EXERCISE AIM -> Set each entry down verbatim, omitting images.

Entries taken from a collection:
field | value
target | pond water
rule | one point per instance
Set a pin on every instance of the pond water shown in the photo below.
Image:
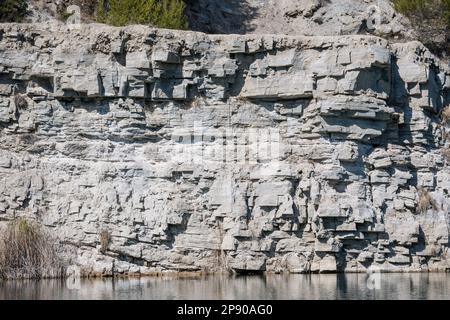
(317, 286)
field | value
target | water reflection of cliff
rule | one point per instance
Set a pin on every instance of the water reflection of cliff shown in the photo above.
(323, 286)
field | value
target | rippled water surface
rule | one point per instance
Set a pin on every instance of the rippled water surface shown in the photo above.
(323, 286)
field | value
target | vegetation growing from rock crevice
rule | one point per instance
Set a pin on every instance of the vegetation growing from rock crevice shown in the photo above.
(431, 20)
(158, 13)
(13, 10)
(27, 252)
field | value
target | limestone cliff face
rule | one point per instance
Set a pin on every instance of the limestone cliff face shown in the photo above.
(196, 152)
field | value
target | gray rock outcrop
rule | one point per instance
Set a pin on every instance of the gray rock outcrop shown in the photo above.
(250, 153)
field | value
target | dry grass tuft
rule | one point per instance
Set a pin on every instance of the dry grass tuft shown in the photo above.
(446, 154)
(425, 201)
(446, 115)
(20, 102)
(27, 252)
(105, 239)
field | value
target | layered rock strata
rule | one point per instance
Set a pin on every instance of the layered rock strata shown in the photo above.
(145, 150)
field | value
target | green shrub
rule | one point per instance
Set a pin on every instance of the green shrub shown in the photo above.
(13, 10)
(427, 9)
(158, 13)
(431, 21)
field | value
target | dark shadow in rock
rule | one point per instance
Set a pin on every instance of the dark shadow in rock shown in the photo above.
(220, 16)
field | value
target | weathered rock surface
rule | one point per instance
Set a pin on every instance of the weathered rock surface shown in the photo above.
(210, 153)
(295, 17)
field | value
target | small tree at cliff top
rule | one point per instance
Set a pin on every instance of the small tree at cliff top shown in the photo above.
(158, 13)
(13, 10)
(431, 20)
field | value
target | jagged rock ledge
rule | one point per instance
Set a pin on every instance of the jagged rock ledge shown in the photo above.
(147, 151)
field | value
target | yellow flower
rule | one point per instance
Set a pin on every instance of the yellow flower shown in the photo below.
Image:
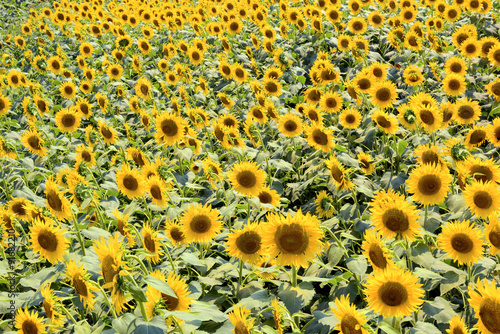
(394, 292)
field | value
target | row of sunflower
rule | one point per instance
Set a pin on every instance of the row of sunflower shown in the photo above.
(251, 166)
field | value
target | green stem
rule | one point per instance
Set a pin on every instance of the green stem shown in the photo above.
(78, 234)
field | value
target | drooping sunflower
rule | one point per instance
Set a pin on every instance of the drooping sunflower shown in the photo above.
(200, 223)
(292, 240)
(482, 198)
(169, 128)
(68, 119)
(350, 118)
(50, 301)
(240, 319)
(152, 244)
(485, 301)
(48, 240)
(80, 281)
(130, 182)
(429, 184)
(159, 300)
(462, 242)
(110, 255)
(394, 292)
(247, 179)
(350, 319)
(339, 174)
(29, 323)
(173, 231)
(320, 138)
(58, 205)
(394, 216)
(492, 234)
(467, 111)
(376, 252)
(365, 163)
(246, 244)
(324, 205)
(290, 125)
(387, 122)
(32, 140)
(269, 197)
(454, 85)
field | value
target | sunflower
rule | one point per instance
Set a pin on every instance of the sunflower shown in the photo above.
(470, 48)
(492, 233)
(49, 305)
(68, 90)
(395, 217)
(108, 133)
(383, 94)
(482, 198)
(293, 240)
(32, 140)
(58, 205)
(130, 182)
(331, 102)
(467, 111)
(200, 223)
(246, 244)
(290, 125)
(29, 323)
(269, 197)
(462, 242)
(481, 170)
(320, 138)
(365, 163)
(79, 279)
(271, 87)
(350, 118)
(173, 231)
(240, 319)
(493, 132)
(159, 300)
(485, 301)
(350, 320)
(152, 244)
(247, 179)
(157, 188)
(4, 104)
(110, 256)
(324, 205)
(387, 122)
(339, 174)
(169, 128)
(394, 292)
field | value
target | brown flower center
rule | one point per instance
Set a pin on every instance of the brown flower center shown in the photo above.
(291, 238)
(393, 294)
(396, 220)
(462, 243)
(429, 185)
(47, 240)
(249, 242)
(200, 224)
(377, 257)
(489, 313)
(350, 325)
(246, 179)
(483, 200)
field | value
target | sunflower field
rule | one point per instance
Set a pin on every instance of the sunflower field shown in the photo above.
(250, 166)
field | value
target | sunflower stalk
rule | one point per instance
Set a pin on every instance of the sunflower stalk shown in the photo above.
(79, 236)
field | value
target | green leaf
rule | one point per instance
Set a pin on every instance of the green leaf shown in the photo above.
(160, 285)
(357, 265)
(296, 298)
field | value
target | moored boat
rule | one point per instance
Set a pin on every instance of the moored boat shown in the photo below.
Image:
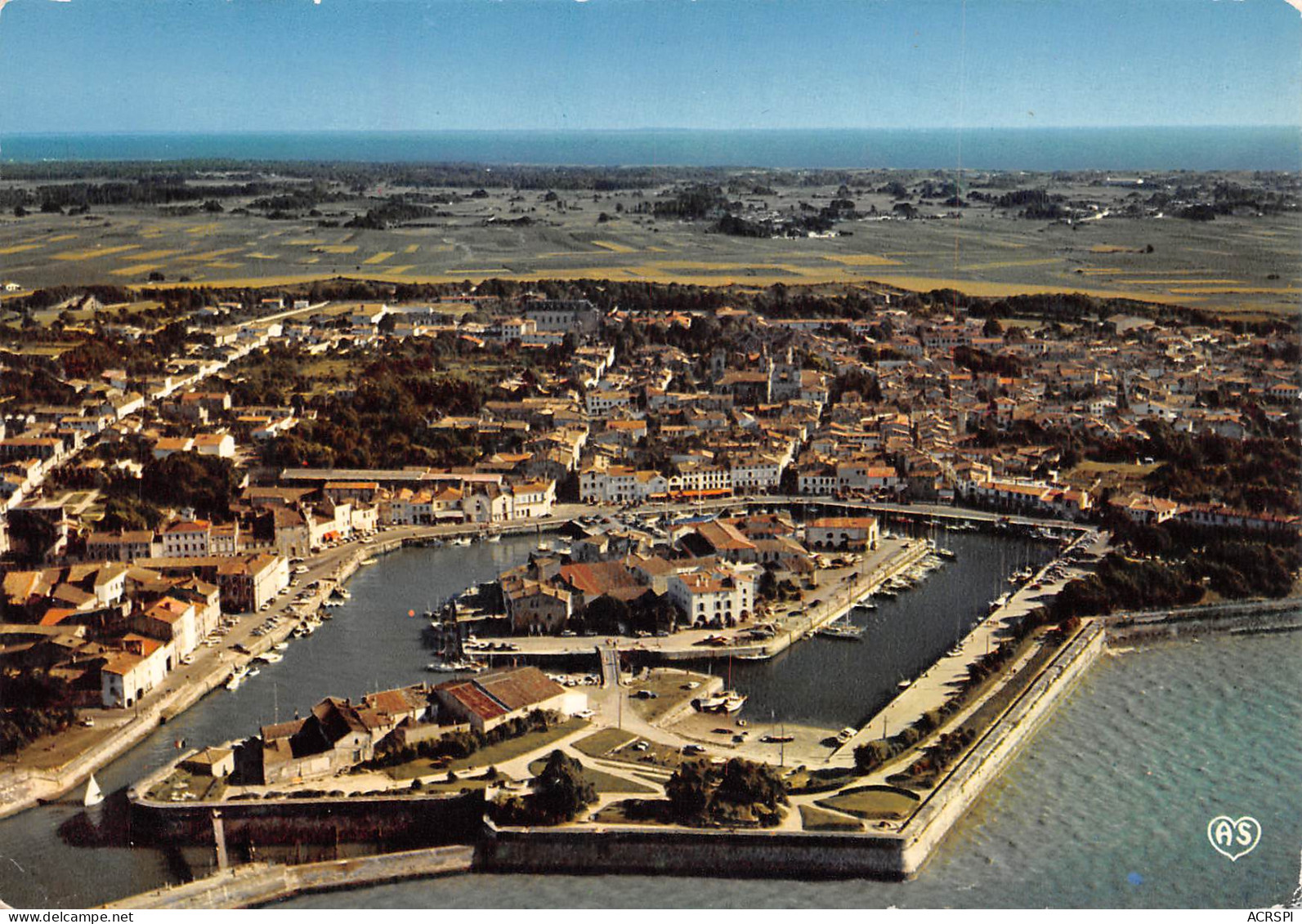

SOLVED PROBLEM ->
field | value
target | pond water
rule | one point per instance
Set a pin on every instance of the pond water shown in the photo below.
Image:
(317, 286)
field | value
target | water reflection of cliff
rule | one point per instance
Set a pin on every instance of the water reflection of cliff shown in the photo above.
(323, 286)
field | value
target | rippled water surface
rule | one point per instance
Set a pin on every instance of the rippled water surface shown in the photo above.
(323, 286)
field | value
target | vegetation growing from rock crevice
rule | one point per instance
Set a pin on every instance of the vegetation growing from rock crevice shown in the photo above.
(431, 20)
(158, 13)
(13, 10)
(27, 252)
field | value
target | limestone cliff face
rule | one point per instance
Set a pin on every instance of the limestone cliff face shown in the photo above.
(196, 152)
field | value
target | gray rock outcrop
rule | one point per instance
Set a pin on every instance of the gray rock outcrop shown in the photo above.
(250, 153)
field | value
target | dry grass tuft
rule | one point per instance
Set a pin on every instance of the dry grass tuft shown in the photo above.
(446, 154)
(425, 201)
(446, 115)
(20, 102)
(27, 252)
(105, 239)
field | value
target | layered rock strata
rule | one point per instance
Set a pin on every instance of the layered rock strata shown in the photo above.
(145, 150)
field | value
target | green shrub
rule | one point per instance
Set a pin on every instance of the green shrub shown in the photo above.
(13, 10)
(427, 9)
(158, 13)
(431, 21)
field | value
target | dark shadow in rock
rule | one point per instance
Set a pin on every instance of the dark shadow in rock shown in the photo above.
(220, 16)
field | value
target | weathered rock surface
rule | one point per instance
Set a pin on every instance of the weathered rock surface shown in the photo above.
(210, 153)
(295, 17)
field | value
target | small tree at cliff top
rule | one point per instance
Set a pin on every instance of the small tree at cliff top shown in the photo above.
(158, 13)
(13, 10)
(431, 20)
field | value
target | jagged rock ledge
rule | one point per instance
Set a pin on every instance of the jagged rock ledge shown in the photo above.
(147, 151)
field | value
target | yellow flower
rule | one point per instance
Set a pin on every instance of the yellow flower shown in the photo below.
Image:
(394, 292)
field | value
target | row of sunflower
rule | one point per instance
Set a pin on every instance of the row of sunflower shown in the photo above.
(251, 166)
field | value
target | green stem
rule | one point per instance
Set a pin on every instance of the green stem shown in the photo above.
(78, 234)
field | value
target | drooping sunflower
rule | one point per instance
Set a pin on every instance of the drooping sunflower shown in the photo above.
(200, 223)
(292, 240)
(482, 198)
(169, 128)
(68, 119)
(350, 118)
(50, 301)
(240, 319)
(152, 244)
(485, 301)
(48, 240)
(80, 281)
(130, 182)
(429, 184)
(159, 300)
(462, 242)
(110, 255)
(394, 292)
(247, 179)
(350, 319)
(339, 174)
(29, 323)
(173, 231)
(320, 138)
(58, 205)
(394, 216)
(492, 234)
(467, 111)
(376, 252)
(365, 163)
(246, 244)
(324, 205)
(290, 125)
(387, 122)
(32, 140)
(269, 197)
(454, 85)
field | value
target | sunflower
rule | one point per instance
Set a pin on every instance of the sunflower shown in the photo above.
(470, 48)
(492, 233)
(49, 305)
(68, 90)
(395, 217)
(108, 133)
(383, 94)
(482, 198)
(293, 240)
(32, 140)
(58, 205)
(130, 182)
(331, 102)
(467, 111)
(200, 223)
(246, 244)
(290, 125)
(29, 323)
(269, 197)
(462, 242)
(481, 170)
(320, 138)
(365, 163)
(79, 279)
(271, 87)
(350, 118)
(173, 231)
(240, 319)
(493, 132)
(159, 300)
(485, 301)
(350, 320)
(152, 244)
(247, 179)
(157, 188)
(4, 104)
(110, 256)
(324, 205)
(387, 122)
(339, 174)
(169, 128)
(394, 292)
field | value
target | brown flower center
rule | one point per instance
Set a pin on every instance of the brown flower center shown in the photo above.
(291, 238)
(393, 294)
(396, 220)
(462, 243)
(429, 185)
(47, 240)
(249, 242)
(200, 224)
(377, 257)
(489, 313)
(350, 325)
(246, 179)
(483, 200)
field | value
target | sunflower field
rule | one point per instance
Set a pin on every instance of the sunflower field shown in the photo above.
(250, 166)
field | value
target | sunflower stalk
rule | one point per instance
Set a pin on every instance of the sunflower stalk shown in the photo above.
(79, 236)
field | value
target | green leaf
rule | one point per instance
Set a pin on every instance of the green leaf shown in the photo above.
(160, 285)
(357, 265)
(296, 298)
field | value
target | moored boat
rule | one point per instance
Set a pin on every instance of the moored boat shown in the photo below.
Image:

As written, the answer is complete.